> **WHAT YOU NEED TO DO**: In the data below, start at the line containing "is sideboard cabinet" and stop after the line containing "[182,182,323,306]". Rewrite only those lines as a JSON list of strings, one string per line, leaving out blank lines.

(Stored records)
====

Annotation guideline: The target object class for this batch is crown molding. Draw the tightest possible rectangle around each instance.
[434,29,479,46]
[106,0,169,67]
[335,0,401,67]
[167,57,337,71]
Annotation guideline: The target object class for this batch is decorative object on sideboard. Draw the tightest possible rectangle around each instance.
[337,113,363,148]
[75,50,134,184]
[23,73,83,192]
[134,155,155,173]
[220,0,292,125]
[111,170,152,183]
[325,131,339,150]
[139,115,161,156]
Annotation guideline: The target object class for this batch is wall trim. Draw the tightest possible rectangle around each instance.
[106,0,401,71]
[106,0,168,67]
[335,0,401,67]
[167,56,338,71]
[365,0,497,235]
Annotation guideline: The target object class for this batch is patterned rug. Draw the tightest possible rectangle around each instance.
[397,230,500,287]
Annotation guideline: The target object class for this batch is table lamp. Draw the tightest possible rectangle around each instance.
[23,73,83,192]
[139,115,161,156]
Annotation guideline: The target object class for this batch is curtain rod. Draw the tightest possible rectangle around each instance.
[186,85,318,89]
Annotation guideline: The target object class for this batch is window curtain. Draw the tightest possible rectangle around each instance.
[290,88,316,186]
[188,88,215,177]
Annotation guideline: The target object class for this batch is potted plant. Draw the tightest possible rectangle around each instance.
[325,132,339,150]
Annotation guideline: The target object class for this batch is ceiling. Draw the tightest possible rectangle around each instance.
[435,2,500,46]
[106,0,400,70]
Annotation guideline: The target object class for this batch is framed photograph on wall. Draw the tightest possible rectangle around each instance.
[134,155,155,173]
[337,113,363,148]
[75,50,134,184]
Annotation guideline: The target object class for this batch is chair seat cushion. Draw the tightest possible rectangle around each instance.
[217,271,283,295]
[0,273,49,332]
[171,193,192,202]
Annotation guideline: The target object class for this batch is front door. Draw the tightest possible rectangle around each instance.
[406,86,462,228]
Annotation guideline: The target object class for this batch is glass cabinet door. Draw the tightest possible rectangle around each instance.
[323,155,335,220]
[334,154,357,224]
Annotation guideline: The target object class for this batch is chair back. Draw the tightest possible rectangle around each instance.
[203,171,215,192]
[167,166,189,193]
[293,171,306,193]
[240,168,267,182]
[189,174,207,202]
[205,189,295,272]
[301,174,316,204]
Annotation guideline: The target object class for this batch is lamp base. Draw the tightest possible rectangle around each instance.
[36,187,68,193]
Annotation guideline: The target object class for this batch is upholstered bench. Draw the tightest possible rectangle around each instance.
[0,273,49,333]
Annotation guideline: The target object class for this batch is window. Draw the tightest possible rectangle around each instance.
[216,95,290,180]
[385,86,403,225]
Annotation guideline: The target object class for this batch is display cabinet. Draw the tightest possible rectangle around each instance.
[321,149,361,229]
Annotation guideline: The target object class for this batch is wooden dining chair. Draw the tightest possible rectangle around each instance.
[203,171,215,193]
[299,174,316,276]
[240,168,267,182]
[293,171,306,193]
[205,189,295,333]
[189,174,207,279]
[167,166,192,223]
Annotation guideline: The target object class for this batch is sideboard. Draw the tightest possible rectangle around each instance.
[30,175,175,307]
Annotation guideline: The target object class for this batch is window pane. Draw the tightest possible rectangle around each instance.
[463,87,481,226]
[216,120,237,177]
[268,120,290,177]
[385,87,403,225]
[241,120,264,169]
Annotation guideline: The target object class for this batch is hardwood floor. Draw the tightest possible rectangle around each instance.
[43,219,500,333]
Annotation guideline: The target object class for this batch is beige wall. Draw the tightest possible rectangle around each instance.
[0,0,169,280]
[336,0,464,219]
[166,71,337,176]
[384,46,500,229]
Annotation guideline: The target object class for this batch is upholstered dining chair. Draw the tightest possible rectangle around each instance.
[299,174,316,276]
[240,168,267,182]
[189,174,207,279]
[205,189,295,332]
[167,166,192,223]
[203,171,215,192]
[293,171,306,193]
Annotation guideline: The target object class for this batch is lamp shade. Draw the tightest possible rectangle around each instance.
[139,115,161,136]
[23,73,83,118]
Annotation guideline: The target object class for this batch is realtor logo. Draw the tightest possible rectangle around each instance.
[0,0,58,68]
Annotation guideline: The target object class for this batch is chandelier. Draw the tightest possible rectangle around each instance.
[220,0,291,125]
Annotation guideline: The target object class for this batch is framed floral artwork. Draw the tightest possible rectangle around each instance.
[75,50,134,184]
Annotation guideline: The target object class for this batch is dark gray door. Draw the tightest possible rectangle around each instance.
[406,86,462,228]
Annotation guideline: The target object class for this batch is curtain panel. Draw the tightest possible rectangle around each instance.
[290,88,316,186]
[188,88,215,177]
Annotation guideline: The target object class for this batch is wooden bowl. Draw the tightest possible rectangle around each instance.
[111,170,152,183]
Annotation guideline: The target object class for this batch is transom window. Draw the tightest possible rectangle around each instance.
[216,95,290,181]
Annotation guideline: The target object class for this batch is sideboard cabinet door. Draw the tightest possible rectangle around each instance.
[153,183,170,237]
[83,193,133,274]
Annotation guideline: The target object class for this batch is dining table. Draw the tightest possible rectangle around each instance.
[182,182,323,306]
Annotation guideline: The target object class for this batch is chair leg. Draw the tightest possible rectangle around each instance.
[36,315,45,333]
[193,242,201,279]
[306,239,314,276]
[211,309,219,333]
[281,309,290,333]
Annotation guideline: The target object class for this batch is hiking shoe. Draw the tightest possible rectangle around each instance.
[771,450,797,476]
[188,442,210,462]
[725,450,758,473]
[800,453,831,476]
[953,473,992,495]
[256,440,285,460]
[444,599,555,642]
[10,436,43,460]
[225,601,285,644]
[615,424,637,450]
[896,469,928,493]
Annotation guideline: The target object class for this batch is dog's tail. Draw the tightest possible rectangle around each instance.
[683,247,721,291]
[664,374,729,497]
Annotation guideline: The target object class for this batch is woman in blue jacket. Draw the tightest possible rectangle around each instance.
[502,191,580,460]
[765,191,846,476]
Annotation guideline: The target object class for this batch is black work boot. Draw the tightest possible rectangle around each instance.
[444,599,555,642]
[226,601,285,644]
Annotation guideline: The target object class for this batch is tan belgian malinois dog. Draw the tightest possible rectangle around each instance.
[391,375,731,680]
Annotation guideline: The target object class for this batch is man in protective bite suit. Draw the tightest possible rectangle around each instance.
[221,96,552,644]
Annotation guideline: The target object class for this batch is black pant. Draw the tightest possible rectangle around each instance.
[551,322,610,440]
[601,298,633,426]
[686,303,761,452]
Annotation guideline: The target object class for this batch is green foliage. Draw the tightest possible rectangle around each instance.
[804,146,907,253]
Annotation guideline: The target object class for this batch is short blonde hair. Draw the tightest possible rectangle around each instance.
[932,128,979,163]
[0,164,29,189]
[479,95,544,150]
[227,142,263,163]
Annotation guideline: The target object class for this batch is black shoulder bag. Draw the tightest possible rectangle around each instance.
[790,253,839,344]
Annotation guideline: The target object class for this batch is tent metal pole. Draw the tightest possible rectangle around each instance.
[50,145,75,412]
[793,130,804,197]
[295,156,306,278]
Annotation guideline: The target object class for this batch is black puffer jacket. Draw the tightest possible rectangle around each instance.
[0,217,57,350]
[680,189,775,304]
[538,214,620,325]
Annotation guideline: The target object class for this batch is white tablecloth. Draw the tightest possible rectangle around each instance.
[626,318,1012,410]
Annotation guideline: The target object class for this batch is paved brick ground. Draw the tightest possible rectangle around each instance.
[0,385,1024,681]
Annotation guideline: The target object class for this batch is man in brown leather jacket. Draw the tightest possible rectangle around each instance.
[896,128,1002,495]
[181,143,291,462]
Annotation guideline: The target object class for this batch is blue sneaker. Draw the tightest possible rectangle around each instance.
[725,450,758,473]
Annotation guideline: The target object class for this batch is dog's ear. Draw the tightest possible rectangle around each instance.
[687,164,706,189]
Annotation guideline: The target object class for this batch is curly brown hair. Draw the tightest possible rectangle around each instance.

====

> **EXERCISE ANSWER**:
[
  "Annotation guideline: The target object class for this batch is sideboard cabinet door. Draw the tightest possible rectangle around each instance.",
  "[153,183,170,237]",
  "[83,193,133,274]",
  "Annotation guideline: The target object class for this batch is dining table. Draw the tightest possible rectangle around each instance.",
  "[182,182,323,306]"
]